→ **Фрагмент страницы**:
▬▬▬▬▬▬▬▬▬▬
Да, много раз ездил. Мы часто встречались в Москве с нашим Комитетом ветеранов войны 27-й гвардейской стрелковой дивизии. Это одна из самых последних оставшихся дивизий военного времени, которая существует по сегодняшний день (прим. – дивизия ведёт свою историю от 75-й морской стрелковой бригады, сформированной в конце 1941 года. Была включена в состав Калининского фронта. В 1991 году выведена из Германии. 1 июня 2009 года, в связи с реорганизацией и оптимизации численности Вооруженных Сил дивизия была переформирована в 21-ю отдельную гвардейскую мотострелковую Омско-Новобугскую Краснознамённую, ордена Богдана Хмельницкого бригаду (тяжелую)).

Когда из Германии выводились войска наши, то 27-я дивизия стояла на границе с американцами все время. Как встала в 1945-м году, так она и стояла, пока не вывели всю 8-ю армию Чуйкова. Ее потом расформировали вроде бы, и сейчас я не знаю, она еще существует или нет, это я уже не могу сказать (прим. – 8 Гв.А. входила в Группу советский войск в Германии до 1991 года. Потом была выведена одной из первых, в 1992 году в Волгоград, переформирована в 8-й гвардейский армейский корпус («Волгоградский корпус», Рохлинский корпус). С 2017 года армия находится в составе Южного военного округа ВС России. Штаб расположен в г. Новочеркасск Ростовской област).

Вот я служил в 27-й гвардейской стрелковой дивизии 8-й гвардейской армии под командованием Василия Ивановича Чуйкова! И она жила и здравствовала, пока Чуйков не ушел после войны командующим Киевским военным округом, а потом вообще в Генштаб.

Я лучше расскажу такой случай. Вот, к примеру, только года три как умер наш председатель ветеранской организации в Москве, а то мы каждый год почти собирались там. Обычно у нас был вечер прощальный, и разъезжаемся все завтра. Сели уже за стол, сидим, как обычно, по знакомству, по полку.
▬▬▬▬▬▬▬▬▬▬
→ **Задания и упражнения**:
• 1. От какой бригады ведёт свою историю 27-я гвардейская стрелковая дивизия, согласно фрагменту воспоминаний?
• 2. Выведите без изменений часть фрагмента воспоминаний, которая открывается словами, содержащими «Я лучше расскажу», и завершается словами «знакомству, по полку.».
Эти записи взяты из другого источника.

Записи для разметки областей
▬▬▬▬▬▬▬▬▬▬
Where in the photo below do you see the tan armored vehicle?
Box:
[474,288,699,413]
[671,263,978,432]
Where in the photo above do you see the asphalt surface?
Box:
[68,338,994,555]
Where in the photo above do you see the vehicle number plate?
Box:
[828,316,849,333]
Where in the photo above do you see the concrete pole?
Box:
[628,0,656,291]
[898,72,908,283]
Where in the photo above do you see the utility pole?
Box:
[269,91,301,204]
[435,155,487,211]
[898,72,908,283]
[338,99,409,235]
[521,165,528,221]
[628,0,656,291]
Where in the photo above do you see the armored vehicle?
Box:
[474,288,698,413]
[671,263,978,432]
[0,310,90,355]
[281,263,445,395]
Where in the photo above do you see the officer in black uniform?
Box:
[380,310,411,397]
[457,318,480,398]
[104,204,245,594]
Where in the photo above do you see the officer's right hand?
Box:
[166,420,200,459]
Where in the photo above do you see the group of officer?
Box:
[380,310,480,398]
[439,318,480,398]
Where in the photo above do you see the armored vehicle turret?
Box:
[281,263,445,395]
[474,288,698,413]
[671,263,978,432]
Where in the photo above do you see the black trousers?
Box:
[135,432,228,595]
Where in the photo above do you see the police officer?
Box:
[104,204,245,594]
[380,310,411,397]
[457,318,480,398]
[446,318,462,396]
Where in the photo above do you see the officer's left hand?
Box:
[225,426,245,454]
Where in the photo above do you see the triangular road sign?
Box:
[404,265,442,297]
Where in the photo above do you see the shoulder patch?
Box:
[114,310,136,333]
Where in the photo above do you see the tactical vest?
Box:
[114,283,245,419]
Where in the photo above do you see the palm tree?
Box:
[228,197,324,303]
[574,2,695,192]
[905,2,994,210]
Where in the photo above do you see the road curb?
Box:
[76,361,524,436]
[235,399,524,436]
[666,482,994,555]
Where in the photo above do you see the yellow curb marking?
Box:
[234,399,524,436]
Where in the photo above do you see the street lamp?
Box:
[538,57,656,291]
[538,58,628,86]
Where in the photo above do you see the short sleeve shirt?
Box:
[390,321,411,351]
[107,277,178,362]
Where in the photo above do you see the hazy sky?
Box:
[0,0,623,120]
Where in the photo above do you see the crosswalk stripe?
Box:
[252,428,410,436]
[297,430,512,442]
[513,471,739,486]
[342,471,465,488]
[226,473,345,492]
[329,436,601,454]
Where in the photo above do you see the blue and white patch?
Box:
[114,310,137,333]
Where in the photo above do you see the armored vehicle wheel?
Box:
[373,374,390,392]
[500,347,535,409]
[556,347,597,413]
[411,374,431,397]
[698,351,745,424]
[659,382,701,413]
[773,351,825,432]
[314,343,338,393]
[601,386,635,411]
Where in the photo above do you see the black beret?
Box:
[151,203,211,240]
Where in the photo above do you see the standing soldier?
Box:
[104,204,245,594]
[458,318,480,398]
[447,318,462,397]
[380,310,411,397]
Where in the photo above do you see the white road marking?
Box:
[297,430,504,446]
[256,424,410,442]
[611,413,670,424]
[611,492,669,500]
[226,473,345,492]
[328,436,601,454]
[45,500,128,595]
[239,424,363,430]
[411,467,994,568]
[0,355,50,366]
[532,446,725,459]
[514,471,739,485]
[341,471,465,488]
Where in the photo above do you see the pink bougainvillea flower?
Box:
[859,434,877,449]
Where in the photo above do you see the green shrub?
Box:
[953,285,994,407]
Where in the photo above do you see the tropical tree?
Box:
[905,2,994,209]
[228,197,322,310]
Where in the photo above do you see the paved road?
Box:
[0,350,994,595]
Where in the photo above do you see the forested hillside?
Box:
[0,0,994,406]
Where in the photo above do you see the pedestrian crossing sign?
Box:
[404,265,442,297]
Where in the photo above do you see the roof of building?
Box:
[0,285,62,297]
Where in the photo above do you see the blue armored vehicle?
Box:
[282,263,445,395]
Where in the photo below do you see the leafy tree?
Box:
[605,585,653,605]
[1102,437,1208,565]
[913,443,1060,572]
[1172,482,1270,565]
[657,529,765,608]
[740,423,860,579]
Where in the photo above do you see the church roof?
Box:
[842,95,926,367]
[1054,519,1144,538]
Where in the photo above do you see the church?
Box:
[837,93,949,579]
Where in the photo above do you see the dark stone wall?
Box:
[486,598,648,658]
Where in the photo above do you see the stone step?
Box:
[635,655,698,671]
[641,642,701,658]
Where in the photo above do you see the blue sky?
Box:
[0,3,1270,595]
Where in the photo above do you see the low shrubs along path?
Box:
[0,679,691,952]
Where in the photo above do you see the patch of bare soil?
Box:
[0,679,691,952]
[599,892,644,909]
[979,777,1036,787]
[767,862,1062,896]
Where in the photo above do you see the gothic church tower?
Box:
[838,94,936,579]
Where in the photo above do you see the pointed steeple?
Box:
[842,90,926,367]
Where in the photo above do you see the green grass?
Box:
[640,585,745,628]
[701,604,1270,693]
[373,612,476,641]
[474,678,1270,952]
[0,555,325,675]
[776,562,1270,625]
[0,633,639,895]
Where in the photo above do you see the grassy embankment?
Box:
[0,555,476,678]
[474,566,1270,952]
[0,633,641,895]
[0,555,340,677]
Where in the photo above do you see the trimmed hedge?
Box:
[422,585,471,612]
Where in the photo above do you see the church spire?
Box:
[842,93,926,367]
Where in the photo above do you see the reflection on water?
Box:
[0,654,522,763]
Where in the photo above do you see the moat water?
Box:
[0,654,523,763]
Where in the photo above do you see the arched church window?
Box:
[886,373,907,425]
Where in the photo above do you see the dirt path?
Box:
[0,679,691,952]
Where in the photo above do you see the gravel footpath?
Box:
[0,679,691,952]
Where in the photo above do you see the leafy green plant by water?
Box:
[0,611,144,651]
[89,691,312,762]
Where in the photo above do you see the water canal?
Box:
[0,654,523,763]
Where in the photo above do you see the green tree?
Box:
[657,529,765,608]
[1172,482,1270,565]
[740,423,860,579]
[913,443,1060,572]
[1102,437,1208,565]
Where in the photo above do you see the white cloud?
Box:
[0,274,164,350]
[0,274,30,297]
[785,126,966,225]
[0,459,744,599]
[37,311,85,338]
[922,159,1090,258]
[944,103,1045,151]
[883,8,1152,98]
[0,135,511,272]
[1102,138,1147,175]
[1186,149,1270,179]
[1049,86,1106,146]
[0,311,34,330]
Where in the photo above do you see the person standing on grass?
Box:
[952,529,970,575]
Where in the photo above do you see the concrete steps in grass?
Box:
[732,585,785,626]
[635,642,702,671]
▬▬▬▬▬▬▬▬▬▬
→ **Решения заданий**:
• 1. От 75-й морской стрелковой бригады, сформированной в конце 1941 года.

• 2.
Я лучше расскажу такой случай. Вот, к примеру, только года три как умер наш председатель ветеранской организации в Москве, а то мы каждый год почти собирались там. Обычно у нас был вечер прощальный, и разъезжаемся все завтра. Сели уже за стол, сидим, как обычно, по знакомству, по полку.